- _TASK BRIEF_
Using the records below, filter out every line that lacks "stands" and copy the rest.

- _MATERIAL PROVIDED_
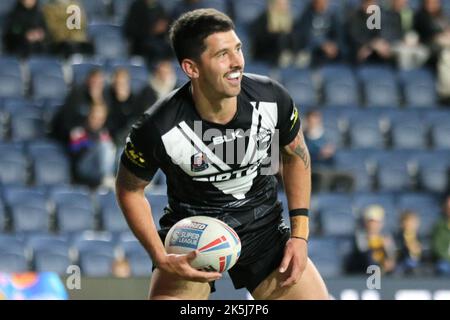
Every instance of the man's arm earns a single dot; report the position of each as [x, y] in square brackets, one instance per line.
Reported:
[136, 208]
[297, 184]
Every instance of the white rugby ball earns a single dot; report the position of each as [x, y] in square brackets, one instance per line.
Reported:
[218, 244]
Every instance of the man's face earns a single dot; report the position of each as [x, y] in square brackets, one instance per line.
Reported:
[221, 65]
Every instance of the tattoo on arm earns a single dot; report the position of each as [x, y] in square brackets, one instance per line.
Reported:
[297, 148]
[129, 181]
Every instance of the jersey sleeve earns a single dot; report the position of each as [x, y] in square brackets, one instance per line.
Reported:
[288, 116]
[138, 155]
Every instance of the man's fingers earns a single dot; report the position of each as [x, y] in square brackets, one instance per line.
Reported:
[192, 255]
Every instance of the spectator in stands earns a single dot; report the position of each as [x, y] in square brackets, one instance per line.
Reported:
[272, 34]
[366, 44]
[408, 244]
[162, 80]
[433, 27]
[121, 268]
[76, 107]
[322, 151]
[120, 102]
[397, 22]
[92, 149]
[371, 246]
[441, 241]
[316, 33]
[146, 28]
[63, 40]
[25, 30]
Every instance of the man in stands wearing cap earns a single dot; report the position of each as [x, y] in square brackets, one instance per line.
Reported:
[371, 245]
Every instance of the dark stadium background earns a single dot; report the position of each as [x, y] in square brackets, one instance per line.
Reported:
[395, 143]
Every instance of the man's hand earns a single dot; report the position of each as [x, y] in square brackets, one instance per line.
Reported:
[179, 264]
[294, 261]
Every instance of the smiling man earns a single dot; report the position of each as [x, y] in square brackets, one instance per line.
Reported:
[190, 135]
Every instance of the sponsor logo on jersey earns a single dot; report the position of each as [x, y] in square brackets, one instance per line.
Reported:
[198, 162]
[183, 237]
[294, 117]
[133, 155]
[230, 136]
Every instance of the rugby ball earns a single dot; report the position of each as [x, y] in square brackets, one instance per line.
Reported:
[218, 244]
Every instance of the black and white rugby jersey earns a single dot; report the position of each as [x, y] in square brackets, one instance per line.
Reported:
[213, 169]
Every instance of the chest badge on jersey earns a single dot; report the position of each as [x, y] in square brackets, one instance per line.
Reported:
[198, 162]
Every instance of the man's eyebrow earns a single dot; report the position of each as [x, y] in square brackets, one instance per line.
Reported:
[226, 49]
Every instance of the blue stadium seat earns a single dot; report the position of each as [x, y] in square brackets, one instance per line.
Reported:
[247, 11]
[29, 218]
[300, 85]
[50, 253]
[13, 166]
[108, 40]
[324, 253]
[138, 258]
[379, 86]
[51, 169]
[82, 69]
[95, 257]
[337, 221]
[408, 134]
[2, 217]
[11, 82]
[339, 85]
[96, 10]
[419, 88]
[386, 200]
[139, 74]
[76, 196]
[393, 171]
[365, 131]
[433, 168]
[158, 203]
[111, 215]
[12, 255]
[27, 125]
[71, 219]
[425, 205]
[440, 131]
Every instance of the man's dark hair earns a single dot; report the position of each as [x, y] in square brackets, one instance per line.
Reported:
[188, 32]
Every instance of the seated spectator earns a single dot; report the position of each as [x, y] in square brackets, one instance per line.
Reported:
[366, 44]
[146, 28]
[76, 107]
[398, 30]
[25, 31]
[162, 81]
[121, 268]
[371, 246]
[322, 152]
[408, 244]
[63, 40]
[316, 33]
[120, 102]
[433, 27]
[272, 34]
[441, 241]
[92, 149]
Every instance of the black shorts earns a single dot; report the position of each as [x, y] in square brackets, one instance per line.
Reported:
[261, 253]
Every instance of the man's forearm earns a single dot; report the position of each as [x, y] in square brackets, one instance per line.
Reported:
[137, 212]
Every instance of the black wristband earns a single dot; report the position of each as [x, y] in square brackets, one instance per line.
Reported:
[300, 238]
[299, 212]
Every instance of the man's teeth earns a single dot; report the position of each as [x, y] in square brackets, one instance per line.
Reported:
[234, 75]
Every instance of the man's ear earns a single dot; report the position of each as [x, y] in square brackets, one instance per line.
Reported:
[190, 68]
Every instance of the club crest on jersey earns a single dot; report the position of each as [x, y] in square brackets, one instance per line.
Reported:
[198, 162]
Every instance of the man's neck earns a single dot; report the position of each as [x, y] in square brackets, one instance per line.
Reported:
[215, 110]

- _SOLUTION TO THIS PROBLEM_
Every instance of the spectator in stands earns a single dot; report the position of each as [x, y] in square brackets, one instance per line.
Every instance of the man in stands wearing cap earns a single dot; report the position of each as [x, y] in square brackets, one instance per line.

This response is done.